_PROBLEM:_ Quote the data below word for word, from the line containing "In the picture above, where can the street" through its last line, both included.
===== DATA PROVIDED =====
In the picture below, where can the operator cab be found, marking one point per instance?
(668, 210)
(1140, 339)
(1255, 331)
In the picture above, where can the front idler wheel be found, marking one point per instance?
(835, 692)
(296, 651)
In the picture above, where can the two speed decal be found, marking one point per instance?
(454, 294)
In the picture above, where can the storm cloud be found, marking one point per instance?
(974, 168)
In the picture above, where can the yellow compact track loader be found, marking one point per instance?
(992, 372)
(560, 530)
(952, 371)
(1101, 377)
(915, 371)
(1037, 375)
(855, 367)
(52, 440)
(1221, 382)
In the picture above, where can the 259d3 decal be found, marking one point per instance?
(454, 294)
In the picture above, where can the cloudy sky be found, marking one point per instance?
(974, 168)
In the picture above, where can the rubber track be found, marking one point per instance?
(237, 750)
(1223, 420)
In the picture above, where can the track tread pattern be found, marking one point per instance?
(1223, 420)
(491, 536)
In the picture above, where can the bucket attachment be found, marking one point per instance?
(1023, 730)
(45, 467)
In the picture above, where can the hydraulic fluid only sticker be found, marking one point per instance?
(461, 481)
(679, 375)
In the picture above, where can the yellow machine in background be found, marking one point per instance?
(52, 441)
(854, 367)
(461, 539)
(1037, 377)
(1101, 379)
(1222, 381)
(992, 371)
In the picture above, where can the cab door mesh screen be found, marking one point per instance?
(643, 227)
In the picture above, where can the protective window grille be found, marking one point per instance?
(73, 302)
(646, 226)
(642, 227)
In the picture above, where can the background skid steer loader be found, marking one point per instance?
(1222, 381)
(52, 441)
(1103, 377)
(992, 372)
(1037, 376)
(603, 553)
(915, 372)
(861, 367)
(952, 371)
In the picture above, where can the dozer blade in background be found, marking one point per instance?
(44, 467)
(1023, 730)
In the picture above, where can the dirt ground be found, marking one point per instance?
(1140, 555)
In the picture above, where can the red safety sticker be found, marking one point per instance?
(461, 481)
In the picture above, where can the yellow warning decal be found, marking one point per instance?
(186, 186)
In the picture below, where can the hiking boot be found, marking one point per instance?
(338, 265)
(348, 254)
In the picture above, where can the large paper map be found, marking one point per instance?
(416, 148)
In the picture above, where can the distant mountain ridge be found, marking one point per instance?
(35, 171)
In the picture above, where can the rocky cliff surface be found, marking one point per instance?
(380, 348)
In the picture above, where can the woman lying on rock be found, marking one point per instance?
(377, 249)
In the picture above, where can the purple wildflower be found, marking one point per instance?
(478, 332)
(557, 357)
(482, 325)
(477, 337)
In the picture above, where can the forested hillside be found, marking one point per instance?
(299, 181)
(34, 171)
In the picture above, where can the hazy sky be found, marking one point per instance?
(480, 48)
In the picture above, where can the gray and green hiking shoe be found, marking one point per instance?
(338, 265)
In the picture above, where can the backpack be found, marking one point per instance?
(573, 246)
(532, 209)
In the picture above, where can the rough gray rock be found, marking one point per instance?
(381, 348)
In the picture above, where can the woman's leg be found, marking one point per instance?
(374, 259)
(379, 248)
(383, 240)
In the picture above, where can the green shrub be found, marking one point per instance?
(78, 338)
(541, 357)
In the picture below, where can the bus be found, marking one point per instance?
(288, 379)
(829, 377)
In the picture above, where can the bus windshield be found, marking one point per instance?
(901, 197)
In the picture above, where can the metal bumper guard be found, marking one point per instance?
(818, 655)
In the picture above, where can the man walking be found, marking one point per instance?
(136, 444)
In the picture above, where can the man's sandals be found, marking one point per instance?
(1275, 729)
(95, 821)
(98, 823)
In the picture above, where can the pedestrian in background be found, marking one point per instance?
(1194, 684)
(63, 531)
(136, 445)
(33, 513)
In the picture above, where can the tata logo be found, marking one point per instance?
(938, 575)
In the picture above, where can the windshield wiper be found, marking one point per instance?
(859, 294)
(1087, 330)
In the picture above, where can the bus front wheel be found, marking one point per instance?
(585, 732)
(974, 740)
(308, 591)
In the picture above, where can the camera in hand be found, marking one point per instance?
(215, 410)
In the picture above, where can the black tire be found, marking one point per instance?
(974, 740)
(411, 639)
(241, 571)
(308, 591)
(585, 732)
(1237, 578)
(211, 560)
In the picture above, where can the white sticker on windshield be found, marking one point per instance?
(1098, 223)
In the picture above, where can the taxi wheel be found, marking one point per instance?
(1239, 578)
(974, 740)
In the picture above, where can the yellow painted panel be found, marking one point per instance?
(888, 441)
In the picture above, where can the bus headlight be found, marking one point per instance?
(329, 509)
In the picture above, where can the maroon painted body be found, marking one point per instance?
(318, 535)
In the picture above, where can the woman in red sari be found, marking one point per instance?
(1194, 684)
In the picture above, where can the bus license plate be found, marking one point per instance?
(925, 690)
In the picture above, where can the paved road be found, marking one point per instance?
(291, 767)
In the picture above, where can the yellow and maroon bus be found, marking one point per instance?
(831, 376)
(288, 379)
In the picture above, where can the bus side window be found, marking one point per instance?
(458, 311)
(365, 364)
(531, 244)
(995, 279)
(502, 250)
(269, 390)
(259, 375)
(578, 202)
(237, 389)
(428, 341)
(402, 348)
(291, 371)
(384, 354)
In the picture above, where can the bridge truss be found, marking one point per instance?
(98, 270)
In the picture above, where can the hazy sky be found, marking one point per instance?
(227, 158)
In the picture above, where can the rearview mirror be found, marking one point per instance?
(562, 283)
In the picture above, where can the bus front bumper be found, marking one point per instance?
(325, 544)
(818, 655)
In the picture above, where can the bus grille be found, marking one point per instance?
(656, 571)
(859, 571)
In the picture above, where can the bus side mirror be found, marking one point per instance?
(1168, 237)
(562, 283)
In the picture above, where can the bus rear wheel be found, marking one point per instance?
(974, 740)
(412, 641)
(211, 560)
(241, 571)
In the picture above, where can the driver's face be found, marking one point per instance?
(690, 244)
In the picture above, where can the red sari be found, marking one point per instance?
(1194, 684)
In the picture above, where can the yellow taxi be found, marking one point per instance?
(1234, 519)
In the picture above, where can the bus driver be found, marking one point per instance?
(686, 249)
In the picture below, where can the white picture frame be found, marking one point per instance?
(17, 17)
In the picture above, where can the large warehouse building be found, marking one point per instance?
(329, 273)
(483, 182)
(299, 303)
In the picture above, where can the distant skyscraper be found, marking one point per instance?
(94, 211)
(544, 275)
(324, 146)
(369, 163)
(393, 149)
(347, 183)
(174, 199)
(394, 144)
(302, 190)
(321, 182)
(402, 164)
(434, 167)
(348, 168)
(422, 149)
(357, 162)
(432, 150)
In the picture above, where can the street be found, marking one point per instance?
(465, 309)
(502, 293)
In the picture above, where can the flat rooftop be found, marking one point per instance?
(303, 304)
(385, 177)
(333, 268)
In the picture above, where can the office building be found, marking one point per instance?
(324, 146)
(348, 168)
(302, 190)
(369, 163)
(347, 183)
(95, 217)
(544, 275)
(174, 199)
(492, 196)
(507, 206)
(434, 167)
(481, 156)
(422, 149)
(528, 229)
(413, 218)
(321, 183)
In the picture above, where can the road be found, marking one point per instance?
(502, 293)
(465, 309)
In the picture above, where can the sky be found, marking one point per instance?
=====
_TASK OUTPUT:_
In the picture above, where can the street be found, marking one point per instance?
(465, 309)
(502, 293)
In the picture above, where can the flat rooftop be found, marking one point per instance?
(303, 304)
(385, 177)
(333, 268)
In the picture above, where can the office building be found, marking one point per instance?
(324, 146)
(348, 168)
(302, 190)
(369, 163)
(347, 183)
(95, 217)
(544, 275)
(174, 199)
(492, 196)
(507, 206)
(434, 167)
(481, 156)
(422, 149)
(528, 229)
(413, 218)
(321, 183)
In the picture above, where can the road be found, marking one point per instance?
(502, 293)
(465, 309)
In the picture above, where can the sky be found, marking one point per instance?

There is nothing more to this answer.